**WHAT TO PRODUCE:**
Count how many lines of the material below contain the word "flower", and give only that number.

**MATERIALS PROVIDED:**
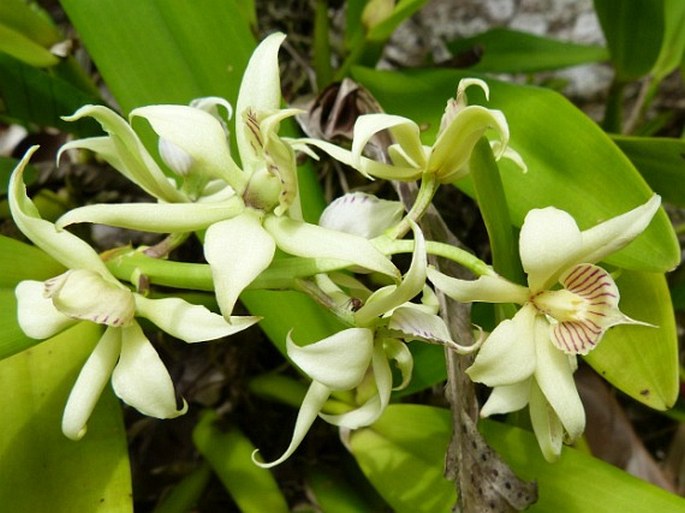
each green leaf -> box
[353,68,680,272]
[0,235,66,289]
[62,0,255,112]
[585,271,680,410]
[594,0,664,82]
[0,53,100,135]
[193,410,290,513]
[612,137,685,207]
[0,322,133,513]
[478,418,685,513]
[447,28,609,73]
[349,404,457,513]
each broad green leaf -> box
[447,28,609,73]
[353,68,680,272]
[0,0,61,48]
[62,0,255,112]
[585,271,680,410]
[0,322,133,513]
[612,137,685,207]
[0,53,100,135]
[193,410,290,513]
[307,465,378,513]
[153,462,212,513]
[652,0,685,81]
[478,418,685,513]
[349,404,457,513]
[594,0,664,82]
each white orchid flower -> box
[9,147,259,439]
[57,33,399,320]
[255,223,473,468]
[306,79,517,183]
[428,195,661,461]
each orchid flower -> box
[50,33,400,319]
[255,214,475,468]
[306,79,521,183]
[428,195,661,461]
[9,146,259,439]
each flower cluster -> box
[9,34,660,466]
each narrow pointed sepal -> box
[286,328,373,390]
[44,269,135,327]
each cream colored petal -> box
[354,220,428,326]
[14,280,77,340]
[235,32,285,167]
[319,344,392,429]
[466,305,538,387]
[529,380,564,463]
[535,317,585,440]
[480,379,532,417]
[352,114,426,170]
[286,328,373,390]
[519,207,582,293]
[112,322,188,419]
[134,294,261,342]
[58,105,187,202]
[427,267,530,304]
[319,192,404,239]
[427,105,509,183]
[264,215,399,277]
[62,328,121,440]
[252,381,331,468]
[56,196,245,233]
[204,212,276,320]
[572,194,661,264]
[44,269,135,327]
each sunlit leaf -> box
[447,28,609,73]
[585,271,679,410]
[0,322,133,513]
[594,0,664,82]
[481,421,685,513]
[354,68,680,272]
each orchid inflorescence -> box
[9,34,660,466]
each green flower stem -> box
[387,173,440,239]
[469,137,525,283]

...

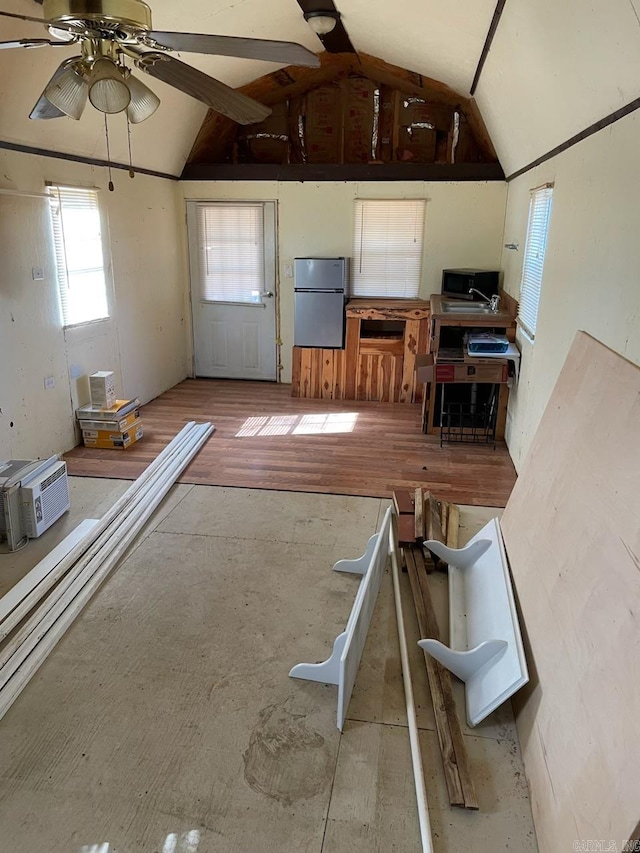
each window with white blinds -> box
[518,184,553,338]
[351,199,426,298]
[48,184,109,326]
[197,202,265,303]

**EXPECTED OUTPUT:**
4